[[ Supplied information, beginning ]]

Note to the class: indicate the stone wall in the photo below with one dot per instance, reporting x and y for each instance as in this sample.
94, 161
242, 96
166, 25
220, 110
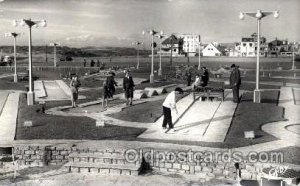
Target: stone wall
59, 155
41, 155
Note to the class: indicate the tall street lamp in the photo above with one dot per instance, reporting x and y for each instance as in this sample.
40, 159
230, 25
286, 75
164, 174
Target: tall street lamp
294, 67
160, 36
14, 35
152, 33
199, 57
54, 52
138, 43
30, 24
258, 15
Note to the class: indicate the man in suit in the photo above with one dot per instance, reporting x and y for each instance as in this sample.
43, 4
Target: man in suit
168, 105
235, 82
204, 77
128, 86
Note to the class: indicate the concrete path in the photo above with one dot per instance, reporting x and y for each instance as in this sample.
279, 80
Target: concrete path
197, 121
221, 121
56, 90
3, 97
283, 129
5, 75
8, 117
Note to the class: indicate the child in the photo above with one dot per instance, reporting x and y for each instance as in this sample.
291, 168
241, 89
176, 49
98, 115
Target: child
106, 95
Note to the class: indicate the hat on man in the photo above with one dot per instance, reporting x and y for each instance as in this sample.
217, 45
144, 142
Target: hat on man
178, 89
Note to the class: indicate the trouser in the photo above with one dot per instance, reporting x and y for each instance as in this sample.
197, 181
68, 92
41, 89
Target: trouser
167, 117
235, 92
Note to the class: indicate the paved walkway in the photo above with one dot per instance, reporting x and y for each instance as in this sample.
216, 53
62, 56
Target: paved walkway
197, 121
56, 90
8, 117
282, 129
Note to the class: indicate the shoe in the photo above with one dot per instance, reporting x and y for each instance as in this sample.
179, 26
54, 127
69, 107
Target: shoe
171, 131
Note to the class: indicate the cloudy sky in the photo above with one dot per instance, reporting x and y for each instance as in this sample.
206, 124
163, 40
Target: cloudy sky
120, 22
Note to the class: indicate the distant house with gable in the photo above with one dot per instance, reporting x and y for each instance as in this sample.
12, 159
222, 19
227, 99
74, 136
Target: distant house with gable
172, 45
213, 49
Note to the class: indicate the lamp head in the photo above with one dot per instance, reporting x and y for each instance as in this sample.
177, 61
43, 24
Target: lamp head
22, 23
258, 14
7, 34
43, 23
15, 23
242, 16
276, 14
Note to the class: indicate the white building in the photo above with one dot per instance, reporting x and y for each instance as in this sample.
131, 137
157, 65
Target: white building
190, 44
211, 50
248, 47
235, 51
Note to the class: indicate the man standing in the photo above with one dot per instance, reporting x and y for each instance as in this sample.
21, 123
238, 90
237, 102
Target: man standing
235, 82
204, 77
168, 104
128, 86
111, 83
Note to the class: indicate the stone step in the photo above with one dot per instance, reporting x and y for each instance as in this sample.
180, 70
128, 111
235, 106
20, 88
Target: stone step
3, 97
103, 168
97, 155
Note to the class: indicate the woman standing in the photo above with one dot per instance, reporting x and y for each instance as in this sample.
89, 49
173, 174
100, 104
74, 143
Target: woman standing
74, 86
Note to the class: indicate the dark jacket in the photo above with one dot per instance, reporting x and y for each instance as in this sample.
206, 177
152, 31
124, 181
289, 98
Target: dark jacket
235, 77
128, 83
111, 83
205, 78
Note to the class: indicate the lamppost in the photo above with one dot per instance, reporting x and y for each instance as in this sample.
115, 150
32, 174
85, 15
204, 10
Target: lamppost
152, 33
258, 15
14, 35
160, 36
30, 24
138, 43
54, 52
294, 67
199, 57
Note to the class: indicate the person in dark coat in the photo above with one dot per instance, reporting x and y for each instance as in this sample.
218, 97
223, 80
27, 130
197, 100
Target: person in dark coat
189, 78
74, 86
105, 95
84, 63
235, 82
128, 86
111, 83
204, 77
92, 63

[[ Supplied information, end ]]

● **Goal of the exercise**
Repeat the data verbatim, excluding all pictures.

● **Solution to this problem**
Note to the class: indicate the stone wall in the photo below with one dot per instance, reporting x and y for each instance as in this sample.
94, 161
242, 96
166, 25
220, 110
Target: stone wall
59, 155
41, 155
Note to the class: indicate the tall street lamp in the photo above with one dot per instance, reporting x and y for each instance as in this sample.
40, 159
230, 25
286, 75
164, 174
Target: tall street lamp
294, 67
160, 36
14, 35
152, 33
199, 57
54, 52
138, 43
30, 24
258, 15
Note to the class: indicate the man in suit in the photo above with one dot per instance, reporting x and y for each instance as in this sample.
43, 4
Target: man in suit
168, 105
235, 82
204, 77
128, 86
Note to the class: indicate the concrete path in the photo above with one dot per instance, reporting x and y for each instance as in this sample.
279, 80
Target: concrete path
197, 121
221, 121
56, 90
3, 97
283, 129
5, 75
8, 117
Note to the class: indicate the child in the photo above with one dot per instance, reporting x and y for each instance as in this sample.
291, 168
241, 89
176, 49
98, 115
Target: child
106, 95
Note to the class: indicate the hat on man in the photo above with one dot per instance, reporting x and y for each instance as in this sample.
217, 45
144, 142
Target: hat on man
178, 89
Note to the class: indicate the trouser in the photo above with one dot per instance, reporting x and y for each instance as in this sample.
197, 181
68, 92
41, 89
Target: trouser
167, 117
235, 92
Note to the class: indicate the paved walkway in the photo above with one dot per instance, reporting x and y for each instance as in this sample.
216, 53
62, 56
Target: paved walkway
197, 121
56, 90
8, 117
282, 129
Note to the class: indicate the shoe in the photo above with one dot per instance, reporting x and y for each instance as in this sample.
179, 26
54, 127
69, 107
Target: shoe
171, 131
Note to the class: indicate the cloudy sky in the photo above with one dot per instance, reporting x and y for each instance as in this sample.
206, 124
163, 40
Target: cloudy sky
120, 22
Note to the class: indicate the distant house with gable in the photo above with one dot per instance, reporting x and y for each instance as in this sample.
12, 159
222, 19
227, 99
74, 136
Target: distant house with gable
172, 45
213, 49
Note to the class: indicate the lamp head in the photo above with one dot per instance, reporting x and y for each instance as in this sample.
177, 61
43, 24
Target: lamp head
22, 23
258, 14
7, 34
43, 23
15, 23
242, 16
276, 14
Note to the class: indicate the white building in the photo above with one dot per instance, reporting x and y for each instance as in this sample.
131, 137
157, 65
Target: white building
190, 44
211, 50
248, 47
235, 51
Note to the class: indicate the man standing in the photo above with one dot per instance, reporting x and y for each instance as in this sample.
21, 123
238, 90
237, 102
Target: man standing
235, 82
204, 77
168, 104
128, 86
111, 83
Note to the class: indicate the stone step in the photo above with one dot per instance, reporting x and y for each instance as in this sample.
180, 70
128, 111
235, 106
20, 88
Target: stone step
3, 97
103, 168
97, 155
Note to the class: indicate the woman standing in the photo above with one dot per instance, reporting x and y for each instance as in this sample.
89, 49
173, 174
100, 104
74, 143
Target: woman standing
74, 86
Note to the class: indicate the dark jacket in the photo above with one dot per instance, reporting x and y for each instance as in this sample.
206, 177
152, 31
124, 181
289, 98
Target: dark jacket
235, 77
128, 83
111, 83
205, 78
Note to the class: indicate the lamppost in the photo above with one dot per instance, reporting x and y for each instance as in this sample.
115, 150
32, 174
85, 15
204, 10
Target: lamppost
152, 33
258, 15
14, 35
160, 36
30, 24
138, 43
54, 52
294, 67
199, 57
Note to the class: indicate the person in dark coat in the photo above with one dot per instance, reporting x and y for each instance as in this sample.
218, 97
223, 80
27, 130
197, 100
Target: person in dark coat
189, 78
74, 86
105, 95
84, 63
235, 82
128, 86
111, 83
204, 77
92, 63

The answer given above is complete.